* **WHAT IS NEEDED**
From the entries, copy every line that carries the string "woman".

Extracted records:

####

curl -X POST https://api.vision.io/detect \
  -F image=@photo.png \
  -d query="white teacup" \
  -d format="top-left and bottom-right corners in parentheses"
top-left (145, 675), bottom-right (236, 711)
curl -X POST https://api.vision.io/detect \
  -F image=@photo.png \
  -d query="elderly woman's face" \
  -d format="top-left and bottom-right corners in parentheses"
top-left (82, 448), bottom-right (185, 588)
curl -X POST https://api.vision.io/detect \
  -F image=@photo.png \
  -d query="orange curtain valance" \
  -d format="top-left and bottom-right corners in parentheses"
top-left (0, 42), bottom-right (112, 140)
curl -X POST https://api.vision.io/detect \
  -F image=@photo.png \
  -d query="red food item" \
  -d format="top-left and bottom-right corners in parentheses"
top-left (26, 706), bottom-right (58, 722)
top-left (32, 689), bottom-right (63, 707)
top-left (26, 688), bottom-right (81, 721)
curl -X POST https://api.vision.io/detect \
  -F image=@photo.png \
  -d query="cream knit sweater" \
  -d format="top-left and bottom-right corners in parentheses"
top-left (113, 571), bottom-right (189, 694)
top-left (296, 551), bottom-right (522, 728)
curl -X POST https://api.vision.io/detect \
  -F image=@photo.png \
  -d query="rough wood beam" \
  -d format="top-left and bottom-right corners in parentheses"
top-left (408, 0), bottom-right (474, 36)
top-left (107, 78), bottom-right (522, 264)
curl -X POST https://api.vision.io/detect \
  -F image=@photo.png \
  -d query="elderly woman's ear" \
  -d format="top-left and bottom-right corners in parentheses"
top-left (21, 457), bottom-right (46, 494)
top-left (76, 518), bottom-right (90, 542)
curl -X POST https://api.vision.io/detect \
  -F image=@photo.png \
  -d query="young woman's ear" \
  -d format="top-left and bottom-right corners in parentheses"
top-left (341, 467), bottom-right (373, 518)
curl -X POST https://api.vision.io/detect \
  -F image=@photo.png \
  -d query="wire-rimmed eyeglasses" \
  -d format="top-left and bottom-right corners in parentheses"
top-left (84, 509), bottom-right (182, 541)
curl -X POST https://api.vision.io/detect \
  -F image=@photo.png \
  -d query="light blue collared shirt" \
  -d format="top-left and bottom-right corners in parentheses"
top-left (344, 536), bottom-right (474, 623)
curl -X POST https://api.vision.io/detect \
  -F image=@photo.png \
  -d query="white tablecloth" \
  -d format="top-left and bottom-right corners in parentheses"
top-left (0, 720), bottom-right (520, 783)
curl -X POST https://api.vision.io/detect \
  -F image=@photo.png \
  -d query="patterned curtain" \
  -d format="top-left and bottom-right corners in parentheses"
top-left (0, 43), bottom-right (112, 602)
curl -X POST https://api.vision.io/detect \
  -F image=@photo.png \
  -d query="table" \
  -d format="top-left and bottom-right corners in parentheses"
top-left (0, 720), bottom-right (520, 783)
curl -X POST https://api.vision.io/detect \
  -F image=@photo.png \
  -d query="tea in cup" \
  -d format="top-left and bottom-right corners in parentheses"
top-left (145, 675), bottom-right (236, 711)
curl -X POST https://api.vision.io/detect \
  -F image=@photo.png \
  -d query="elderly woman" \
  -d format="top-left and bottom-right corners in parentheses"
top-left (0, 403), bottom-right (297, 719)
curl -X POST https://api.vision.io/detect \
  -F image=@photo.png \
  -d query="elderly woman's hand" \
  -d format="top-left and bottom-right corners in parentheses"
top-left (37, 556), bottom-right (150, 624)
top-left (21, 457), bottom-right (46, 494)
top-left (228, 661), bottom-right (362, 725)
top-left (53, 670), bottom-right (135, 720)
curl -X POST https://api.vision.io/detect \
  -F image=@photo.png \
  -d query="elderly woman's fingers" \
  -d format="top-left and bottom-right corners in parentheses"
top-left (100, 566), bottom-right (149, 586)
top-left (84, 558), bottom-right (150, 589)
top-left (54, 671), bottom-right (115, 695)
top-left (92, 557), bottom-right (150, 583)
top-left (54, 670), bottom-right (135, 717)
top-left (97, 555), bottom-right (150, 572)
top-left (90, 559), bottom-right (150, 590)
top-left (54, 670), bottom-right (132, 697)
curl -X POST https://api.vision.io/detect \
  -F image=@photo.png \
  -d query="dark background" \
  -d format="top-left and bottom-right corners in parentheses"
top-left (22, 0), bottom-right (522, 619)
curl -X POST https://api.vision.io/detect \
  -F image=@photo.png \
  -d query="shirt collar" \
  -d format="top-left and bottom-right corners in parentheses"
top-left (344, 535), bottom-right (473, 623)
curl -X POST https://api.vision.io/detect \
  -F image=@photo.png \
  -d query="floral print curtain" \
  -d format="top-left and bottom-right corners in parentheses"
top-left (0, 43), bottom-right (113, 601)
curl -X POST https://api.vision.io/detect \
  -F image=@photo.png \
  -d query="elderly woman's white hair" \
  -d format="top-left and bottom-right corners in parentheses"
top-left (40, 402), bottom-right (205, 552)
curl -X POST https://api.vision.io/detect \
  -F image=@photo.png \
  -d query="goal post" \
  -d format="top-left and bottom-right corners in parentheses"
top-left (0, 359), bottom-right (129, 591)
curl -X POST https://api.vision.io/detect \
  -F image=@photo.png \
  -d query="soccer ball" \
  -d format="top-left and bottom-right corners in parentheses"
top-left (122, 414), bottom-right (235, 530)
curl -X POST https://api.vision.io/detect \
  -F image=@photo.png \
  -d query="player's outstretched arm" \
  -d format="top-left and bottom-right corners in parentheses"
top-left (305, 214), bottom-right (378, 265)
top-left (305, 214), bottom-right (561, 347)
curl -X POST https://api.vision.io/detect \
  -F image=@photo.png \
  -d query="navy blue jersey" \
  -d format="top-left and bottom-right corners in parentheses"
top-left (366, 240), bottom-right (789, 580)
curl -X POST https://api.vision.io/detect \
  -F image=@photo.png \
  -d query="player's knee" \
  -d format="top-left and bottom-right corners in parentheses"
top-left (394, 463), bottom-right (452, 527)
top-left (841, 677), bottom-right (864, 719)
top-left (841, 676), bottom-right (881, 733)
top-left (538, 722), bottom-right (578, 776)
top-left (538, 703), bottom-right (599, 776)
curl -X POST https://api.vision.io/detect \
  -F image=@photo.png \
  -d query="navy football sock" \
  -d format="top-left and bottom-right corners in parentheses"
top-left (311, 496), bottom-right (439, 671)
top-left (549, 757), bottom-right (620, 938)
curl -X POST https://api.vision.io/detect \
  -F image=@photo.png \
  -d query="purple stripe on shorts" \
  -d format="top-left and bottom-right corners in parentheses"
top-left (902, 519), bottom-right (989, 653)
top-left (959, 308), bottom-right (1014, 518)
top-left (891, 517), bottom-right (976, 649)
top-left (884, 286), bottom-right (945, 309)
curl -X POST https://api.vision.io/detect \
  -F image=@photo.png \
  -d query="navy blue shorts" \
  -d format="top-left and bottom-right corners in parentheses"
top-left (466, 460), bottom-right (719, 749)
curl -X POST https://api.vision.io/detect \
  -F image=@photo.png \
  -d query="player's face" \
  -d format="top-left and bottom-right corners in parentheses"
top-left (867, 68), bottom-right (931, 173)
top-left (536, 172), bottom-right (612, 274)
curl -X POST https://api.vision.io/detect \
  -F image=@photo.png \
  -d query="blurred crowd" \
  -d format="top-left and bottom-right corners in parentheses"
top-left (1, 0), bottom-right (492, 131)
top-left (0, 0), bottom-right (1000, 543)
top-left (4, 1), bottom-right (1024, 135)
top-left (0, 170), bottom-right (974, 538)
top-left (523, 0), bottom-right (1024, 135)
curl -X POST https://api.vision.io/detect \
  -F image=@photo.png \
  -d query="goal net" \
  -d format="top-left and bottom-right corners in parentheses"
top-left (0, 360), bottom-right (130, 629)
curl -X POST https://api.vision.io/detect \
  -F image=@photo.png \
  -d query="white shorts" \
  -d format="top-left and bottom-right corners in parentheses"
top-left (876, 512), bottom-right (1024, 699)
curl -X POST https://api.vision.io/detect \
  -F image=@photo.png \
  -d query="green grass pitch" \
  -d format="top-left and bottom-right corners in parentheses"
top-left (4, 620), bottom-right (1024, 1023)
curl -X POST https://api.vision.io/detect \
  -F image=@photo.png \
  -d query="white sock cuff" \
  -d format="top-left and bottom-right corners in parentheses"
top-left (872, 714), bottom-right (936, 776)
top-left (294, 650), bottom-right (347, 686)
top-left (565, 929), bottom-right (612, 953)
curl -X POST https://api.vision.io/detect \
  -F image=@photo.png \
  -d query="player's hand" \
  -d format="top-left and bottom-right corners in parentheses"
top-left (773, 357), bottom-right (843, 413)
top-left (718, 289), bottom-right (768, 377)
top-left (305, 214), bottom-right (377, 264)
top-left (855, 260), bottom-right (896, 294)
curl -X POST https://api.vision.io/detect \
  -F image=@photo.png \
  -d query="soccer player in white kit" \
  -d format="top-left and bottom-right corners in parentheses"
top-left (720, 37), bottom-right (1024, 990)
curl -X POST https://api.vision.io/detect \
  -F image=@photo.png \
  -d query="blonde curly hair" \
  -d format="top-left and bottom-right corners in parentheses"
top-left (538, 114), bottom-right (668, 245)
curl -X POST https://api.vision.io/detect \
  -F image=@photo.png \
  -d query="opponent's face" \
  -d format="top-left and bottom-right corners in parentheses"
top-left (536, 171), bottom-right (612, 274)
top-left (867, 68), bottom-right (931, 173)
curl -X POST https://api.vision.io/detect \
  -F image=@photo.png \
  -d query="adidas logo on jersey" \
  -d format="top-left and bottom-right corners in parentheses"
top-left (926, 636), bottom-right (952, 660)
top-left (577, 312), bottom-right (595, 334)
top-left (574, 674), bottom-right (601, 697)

####

* **RESULT OF THIS EXERCISE**
  -d query="elderly woman's face" \
  -d query="elderly woman's ear" \
  -d query="young woman's ear" \
  -d query="elderly woman" \
  -d query="elderly woman's hand" \
  -d query="elderly woman's fingers" \
  -d query="elderly woman's white hair" \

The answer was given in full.